Entries shown:
—————
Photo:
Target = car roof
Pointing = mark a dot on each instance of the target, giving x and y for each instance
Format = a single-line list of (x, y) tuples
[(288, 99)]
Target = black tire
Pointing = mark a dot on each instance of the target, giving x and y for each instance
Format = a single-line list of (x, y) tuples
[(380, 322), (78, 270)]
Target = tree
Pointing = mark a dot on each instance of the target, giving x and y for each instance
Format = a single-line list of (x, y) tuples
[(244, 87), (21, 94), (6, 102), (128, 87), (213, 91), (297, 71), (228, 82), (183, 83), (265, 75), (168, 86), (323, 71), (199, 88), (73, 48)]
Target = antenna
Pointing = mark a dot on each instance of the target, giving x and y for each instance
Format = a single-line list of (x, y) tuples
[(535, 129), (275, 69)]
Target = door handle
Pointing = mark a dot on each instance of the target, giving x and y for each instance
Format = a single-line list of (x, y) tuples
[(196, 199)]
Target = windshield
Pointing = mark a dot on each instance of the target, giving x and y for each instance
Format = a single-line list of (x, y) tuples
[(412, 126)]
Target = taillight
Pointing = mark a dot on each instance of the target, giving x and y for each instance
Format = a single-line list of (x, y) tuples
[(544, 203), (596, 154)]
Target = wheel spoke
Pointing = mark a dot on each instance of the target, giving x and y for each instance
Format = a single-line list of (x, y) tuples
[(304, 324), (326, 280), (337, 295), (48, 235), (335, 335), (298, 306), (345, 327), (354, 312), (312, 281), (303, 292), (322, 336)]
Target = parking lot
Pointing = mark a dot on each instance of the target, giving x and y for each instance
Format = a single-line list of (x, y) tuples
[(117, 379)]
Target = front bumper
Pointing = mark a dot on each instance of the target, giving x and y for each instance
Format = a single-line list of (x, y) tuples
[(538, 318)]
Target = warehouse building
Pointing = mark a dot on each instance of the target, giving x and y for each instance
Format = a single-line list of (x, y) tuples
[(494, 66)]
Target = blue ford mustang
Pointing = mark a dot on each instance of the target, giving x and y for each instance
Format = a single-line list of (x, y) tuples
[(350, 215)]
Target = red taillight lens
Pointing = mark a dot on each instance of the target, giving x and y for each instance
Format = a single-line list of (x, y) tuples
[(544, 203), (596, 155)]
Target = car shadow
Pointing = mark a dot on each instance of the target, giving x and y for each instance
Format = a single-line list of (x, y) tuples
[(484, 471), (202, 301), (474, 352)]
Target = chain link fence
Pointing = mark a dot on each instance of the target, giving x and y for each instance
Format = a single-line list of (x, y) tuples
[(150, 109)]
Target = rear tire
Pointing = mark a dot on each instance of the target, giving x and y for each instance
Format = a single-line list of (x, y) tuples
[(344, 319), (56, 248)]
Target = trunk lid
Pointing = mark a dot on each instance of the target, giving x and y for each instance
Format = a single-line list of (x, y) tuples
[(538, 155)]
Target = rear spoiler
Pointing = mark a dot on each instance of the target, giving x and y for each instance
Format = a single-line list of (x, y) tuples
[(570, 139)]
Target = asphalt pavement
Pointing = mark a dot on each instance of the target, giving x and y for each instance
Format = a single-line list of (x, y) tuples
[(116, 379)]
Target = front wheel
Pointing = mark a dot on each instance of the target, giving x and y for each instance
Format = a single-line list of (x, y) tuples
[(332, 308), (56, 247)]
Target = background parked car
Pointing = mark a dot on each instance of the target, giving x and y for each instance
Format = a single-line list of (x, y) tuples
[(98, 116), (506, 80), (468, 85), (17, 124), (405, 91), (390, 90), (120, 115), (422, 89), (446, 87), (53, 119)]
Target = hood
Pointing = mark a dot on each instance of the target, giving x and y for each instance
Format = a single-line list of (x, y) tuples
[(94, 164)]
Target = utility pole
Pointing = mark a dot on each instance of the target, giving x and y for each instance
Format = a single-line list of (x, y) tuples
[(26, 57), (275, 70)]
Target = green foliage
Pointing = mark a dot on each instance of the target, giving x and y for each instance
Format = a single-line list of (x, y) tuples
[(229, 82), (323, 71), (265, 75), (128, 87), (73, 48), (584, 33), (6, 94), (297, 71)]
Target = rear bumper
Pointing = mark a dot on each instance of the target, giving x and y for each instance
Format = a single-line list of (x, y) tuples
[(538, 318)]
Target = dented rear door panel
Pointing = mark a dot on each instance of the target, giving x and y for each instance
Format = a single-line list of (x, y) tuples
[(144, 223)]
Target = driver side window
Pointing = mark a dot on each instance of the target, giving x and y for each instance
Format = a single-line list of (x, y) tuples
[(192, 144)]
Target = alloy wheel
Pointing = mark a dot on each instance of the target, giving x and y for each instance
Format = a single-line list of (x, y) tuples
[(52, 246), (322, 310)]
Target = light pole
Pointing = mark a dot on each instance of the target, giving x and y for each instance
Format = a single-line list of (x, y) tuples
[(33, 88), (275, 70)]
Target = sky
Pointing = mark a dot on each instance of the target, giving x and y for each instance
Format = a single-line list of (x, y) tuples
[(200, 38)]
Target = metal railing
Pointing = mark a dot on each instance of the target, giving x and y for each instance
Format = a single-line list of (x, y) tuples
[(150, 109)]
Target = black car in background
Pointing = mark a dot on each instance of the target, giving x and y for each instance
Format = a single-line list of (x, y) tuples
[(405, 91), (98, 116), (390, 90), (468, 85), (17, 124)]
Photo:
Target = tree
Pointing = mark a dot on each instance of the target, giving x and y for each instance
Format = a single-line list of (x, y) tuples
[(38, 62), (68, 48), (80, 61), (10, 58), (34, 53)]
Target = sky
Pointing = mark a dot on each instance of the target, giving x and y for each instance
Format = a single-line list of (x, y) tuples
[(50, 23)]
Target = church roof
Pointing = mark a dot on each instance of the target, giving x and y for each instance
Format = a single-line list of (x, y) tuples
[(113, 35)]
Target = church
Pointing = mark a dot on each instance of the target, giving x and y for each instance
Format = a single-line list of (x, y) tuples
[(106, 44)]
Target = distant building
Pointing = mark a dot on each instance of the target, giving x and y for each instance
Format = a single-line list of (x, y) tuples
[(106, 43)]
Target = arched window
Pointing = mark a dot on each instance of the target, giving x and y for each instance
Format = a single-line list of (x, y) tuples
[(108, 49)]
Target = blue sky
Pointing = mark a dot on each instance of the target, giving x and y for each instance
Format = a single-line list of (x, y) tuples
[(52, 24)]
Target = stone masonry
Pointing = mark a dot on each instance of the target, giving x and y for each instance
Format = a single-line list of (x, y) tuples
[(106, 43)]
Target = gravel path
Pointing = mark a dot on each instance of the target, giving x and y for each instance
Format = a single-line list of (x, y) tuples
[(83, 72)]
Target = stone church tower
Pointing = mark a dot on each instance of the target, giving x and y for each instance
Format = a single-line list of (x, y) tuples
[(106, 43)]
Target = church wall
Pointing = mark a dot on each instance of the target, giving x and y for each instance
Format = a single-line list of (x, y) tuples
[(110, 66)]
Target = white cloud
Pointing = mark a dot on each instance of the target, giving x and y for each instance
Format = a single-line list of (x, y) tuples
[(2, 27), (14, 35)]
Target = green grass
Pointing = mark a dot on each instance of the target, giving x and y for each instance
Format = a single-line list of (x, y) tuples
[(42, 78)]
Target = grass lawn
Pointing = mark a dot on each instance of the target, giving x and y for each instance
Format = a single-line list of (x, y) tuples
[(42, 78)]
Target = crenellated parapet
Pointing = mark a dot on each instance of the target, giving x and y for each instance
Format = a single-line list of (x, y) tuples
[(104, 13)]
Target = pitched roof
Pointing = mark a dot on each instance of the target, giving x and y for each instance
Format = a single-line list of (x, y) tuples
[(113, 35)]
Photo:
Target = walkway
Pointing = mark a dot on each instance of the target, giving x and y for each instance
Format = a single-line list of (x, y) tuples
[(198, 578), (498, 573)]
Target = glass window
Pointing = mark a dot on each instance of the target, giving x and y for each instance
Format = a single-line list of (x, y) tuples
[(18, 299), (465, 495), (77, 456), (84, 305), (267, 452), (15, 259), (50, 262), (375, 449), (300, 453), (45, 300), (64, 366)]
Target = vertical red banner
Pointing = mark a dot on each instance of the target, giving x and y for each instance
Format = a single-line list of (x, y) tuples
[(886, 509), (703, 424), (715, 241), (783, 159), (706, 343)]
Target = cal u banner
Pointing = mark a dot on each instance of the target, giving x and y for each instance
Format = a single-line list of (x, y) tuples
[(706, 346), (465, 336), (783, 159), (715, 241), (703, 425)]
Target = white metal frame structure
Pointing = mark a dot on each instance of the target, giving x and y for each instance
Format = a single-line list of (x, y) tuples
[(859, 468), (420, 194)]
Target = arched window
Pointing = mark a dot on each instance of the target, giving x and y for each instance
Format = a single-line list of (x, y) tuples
—————
Copy out the part of the listing that begins at the line containing "Target = blue sky" and ends after the line containing "[(2, 27), (14, 35)]", keeping every line, requests included. In each answer, add 89 to every coordinate.

Full response:
Target = blue sky
Pointing = mark a dot on each instance of the target, giving x and y for each instance
Format = a single-line list of (x, y) tuples
[(141, 113)]
Target = stone masonry
Pointing = mark a dot on each instance of the target, giving x and y for each instance
Format = a single-line list of (x, y) tuples
[(195, 132)]
Target = gravel path
Pointing = mark a dot on each instance of the target, giving x and y for each instance
Format = a single-line list of (x, y) tuples
[(172, 161)]
Target = stone church tower
Pointing = mark a dot on each instance of the target, giving x and y for each instance
Format = a single-line list of (x, y) tuples
[(195, 132)]
Target = church wall
Pointing = mark a dot on each instance of the target, giving x and y for each instance
Format = a single-line list of (x, y) tuples
[(199, 155)]
Target = white cloud
Pointing = mark a dot on each instance of the target, giving x and y for each instance
Format = a single-line list of (x, y) tuples
[(91, 116), (103, 124)]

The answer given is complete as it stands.